**What you have to do:**
Check every line of the data for the string "instance" and copy the ones that have it.
-- Input material follows --
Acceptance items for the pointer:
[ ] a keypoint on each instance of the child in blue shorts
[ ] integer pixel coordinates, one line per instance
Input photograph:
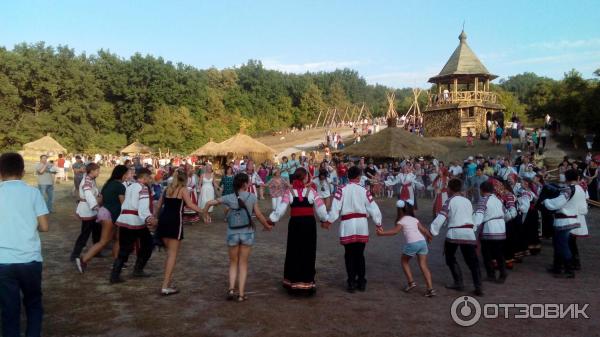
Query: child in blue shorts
(416, 236)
-- Input material concluded --
**Output for this exercise:**
[ ] a keypoint on each instance of the child in blue shorts
[ ] integer pixel coordinates, one line per instance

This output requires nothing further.